■ What to do ■
Return verbatim the run of lines that opens with the line holding "If you could drop a marker on the pink" and closes with the last line of the records.
begin Listed records
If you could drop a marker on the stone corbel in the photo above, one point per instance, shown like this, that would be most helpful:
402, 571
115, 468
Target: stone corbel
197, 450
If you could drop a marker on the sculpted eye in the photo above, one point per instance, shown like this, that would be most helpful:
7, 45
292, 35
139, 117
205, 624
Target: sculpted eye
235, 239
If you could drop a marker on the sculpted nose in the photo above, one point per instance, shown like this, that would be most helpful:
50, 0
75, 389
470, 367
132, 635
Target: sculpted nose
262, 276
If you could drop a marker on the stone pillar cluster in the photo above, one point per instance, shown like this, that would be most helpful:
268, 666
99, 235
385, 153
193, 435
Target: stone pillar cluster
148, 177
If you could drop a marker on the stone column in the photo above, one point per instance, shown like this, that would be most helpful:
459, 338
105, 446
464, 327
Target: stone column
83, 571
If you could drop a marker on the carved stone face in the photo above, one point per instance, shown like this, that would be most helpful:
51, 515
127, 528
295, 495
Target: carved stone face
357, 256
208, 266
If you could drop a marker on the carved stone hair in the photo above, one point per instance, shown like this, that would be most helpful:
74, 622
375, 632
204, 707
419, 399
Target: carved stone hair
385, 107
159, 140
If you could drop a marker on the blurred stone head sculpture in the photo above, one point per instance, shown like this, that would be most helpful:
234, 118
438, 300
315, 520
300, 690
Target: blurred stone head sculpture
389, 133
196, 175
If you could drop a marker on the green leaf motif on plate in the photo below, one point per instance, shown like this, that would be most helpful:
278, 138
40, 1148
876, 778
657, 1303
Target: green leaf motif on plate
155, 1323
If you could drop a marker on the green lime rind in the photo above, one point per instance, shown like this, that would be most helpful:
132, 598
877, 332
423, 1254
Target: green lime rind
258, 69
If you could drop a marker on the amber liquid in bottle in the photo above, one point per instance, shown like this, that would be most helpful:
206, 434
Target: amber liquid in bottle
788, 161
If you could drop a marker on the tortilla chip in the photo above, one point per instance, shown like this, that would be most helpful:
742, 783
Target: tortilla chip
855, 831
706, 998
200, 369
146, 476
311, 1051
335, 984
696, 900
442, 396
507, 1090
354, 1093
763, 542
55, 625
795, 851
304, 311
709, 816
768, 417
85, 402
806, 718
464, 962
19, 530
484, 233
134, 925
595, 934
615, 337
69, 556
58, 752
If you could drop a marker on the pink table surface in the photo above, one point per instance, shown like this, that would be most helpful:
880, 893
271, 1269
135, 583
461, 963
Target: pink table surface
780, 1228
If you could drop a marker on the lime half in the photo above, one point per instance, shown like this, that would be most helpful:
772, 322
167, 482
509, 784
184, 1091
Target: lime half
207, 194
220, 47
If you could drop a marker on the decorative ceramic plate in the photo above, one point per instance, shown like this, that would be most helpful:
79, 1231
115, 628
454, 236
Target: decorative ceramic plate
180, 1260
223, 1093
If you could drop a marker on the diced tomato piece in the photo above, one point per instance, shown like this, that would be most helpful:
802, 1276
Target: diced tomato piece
end Listed records
■ Exercise answer ■
If you could drop a marker on the pink table surface in the photo above, one point per instance, shown like this, that would be most helpful:
880, 893
271, 1269
135, 583
461, 963
Target: pink table surface
780, 1228
If you could drop a marker on the lime half in the photo above, one point per instance, shown like this, that would be most helpful:
772, 322
167, 482
509, 784
184, 1091
Target: lime half
207, 194
220, 47
If you could drop a marker on the decorative ceramic plate in the photo above, one point per instance, shown like this, that would be most helpful:
79, 1231
115, 628
454, 236
Target: decorative ceramic plate
180, 1260
223, 1093
If you could drop a marker on the diced tomato piece in the photo above, one point per instance, shown like this, that would be most helpful:
802, 1276
Target: diced tomato piece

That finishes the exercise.